* Records from a data source *
#####

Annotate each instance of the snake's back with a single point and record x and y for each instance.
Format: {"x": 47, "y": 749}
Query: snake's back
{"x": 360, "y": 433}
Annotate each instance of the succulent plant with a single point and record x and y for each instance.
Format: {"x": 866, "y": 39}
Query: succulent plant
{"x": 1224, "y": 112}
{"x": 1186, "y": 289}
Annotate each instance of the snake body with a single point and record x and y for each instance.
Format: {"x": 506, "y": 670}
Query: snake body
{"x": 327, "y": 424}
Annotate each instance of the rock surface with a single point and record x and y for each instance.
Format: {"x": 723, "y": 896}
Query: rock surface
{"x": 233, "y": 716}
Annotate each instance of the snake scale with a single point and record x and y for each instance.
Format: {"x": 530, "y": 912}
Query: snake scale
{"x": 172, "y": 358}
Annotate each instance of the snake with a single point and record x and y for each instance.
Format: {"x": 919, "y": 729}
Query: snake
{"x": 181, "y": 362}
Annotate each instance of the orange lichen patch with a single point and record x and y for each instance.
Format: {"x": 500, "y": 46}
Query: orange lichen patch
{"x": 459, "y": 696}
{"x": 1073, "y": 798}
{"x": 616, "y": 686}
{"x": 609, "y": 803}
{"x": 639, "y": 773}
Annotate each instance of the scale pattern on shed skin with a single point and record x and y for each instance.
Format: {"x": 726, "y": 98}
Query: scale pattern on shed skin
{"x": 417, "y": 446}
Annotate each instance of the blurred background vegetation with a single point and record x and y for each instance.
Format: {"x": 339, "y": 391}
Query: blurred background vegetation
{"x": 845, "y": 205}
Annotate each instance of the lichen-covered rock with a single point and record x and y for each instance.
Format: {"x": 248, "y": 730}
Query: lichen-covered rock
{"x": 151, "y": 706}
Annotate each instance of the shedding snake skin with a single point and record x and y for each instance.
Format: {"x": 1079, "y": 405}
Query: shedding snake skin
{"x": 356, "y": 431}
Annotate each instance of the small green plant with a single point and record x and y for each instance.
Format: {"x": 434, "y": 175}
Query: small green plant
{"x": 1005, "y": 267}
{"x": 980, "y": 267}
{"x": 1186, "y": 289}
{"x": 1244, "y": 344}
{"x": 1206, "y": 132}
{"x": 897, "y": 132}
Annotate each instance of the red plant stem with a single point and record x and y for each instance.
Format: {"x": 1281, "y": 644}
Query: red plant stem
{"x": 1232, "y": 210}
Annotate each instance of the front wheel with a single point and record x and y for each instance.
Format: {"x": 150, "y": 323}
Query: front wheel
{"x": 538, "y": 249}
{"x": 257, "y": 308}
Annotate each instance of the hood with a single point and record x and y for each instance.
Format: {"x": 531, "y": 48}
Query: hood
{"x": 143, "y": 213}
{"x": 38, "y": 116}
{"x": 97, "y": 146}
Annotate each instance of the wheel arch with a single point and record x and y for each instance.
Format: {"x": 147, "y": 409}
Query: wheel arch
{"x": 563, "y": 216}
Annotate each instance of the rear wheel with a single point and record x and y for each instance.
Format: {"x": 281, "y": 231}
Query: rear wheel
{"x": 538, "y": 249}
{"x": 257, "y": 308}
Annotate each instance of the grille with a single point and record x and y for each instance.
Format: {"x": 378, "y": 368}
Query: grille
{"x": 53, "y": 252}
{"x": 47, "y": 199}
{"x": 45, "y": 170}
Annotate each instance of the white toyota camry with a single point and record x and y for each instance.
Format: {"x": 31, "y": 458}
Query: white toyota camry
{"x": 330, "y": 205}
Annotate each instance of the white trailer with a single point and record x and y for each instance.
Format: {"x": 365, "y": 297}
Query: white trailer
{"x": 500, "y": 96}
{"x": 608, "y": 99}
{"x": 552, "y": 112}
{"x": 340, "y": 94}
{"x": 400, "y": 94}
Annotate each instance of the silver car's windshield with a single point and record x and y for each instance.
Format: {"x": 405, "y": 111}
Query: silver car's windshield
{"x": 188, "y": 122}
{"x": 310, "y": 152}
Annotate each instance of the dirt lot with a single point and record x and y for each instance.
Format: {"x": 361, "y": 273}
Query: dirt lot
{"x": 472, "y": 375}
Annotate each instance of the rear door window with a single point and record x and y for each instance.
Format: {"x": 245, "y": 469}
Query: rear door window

#####

* Task directions *
Would you reproduce all the entries exactly?

* Answer for this exercise *
Annotate each instance of the snake's back with a single point and record x and y for each instance.
Format: {"x": 47, "y": 749}
Query: snake's back
{"x": 360, "y": 433}
Annotate each instance of the succulent plant with a single point and record x and y for each instance.
Format: {"x": 866, "y": 39}
Query: succulent plant
{"x": 1224, "y": 112}
{"x": 1186, "y": 289}
Annotate each instance of the snake body with a single point and record x and y for each instance.
Format: {"x": 506, "y": 670}
Query: snake body
{"x": 327, "y": 424}
Annotate each instance of the rock surface with a single point and record x and y for each instance.
Format: {"x": 723, "y": 896}
Query: rock surface
{"x": 233, "y": 716}
Annotate each instance of the snake scale with a single point and record x and y for each instance.
Format: {"x": 530, "y": 912}
Query: snake scale
{"x": 172, "y": 358}
Annotate each instance of the snake with a single point and record x and y for each instance.
Format: {"x": 919, "y": 729}
Query: snake
{"x": 181, "y": 362}
Annotate each instance of the orange lichen patch with a single point and record x and y for each instance.
Format: {"x": 500, "y": 46}
Query: orange lichen patch
{"x": 459, "y": 696}
{"x": 1073, "y": 798}
{"x": 616, "y": 686}
{"x": 609, "y": 803}
{"x": 639, "y": 773}
Annotate each instance of the scale pattern on shed skin with a single point and record x and y for each instance.
Format: {"x": 726, "y": 98}
Query: scale pattern on shed skin
{"x": 417, "y": 446}
Annotate each instance of the blurred background vegetation with a single point and record x and y for each instance.
Format: {"x": 339, "y": 391}
Query: blurred background vegetation
{"x": 845, "y": 205}
Annotate each instance of the lichen-covered rock with a single point and record x and y for each instance.
Format: {"x": 248, "y": 730}
Query: lichen-covered rock
{"x": 151, "y": 706}
Annotate each instance of the shedding snake skin with a single point and record x and y for each instance.
Format: {"x": 1079, "y": 405}
Query: shedding snake skin
{"x": 356, "y": 431}
Annotate each instance of the small green plant with a single point and record x and y for each instance.
Format: {"x": 434, "y": 175}
Query: small green plant
{"x": 1005, "y": 267}
{"x": 980, "y": 267}
{"x": 1186, "y": 289}
{"x": 1244, "y": 344}
{"x": 1206, "y": 132}
{"x": 897, "y": 132}
Annotate each instance of the red plant stem with a single point and record x and y for each instance.
Format: {"x": 1281, "y": 644}
Query: red plant stem
{"x": 1232, "y": 210}
Annotate each instance of the front wheel with a single point and record x and y for each instance.
Format: {"x": 150, "y": 323}
Query: front wheel
{"x": 538, "y": 249}
{"x": 257, "y": 308}
Annotate each instance of the hood with a single point and record x and y for each instance.
Format: {"x": 531, "y": 48}
Query: hood
{"x": 143, "y": 213}
{"x": 38, "y": 116}
{"x": 97, "y": 146}
Annotate each instance of the wheel arch with a single point and record x and y for each instance.
Format: {"x": 147, "y": 409}
Query: wheel arch
{"x": 563, "y": 216}
Annotate each instance of the rear wheel with a single point and record x and y for each instance.
Format: {"x": 281, "y": 231}
Query: rear wheel
{"x": 538, "y": 249}
{"x": 257, "y": 308}
Annotate each instance of the grille with a single point and record x and y for each instance.
Format: {"x": 378, "y": 368}
Query: grille
{"x": 53, "y": 252}
{"x": 47, "y": 199}
{"x": 45, "y": 170}
Annotate each instance of the white toyota camry with a single point and record x and y for each instance.
Format: {"x": 31, "y": 458}
Query: white toyota camry
{"x": 330, "y": 205}
Annotate each instance of the white trailer with a single point and record x and y for each instance.
Format: {"x": 365, "y": 297}
Query: white trailer
{"x": 500, "y": 96}
{"x": 608, "y": 99}
{"x": 552, "y": 112}
{"x": 340, "y": 94}
{"x": 400, "y": 94}
Annotate each instance of the silver car's windshield with a single point and record x and y for each instance.
Format: {"x": 405, "y": 111}
Query: silver car's windshield
{"x": 188, "y": 122}
{"x": 310, "y": 152}
Annotate each instance of the dirt lot with a single point and record x and y for each instance.
Format: {"x": 361, "y": 273}
Query: dirt lot
{"x": 472, "y": 375}
Annotate each instance of the rear door window with a single point and record x and y for each instance.
Format: {"x": 245, "y": 469}
Query: rear door window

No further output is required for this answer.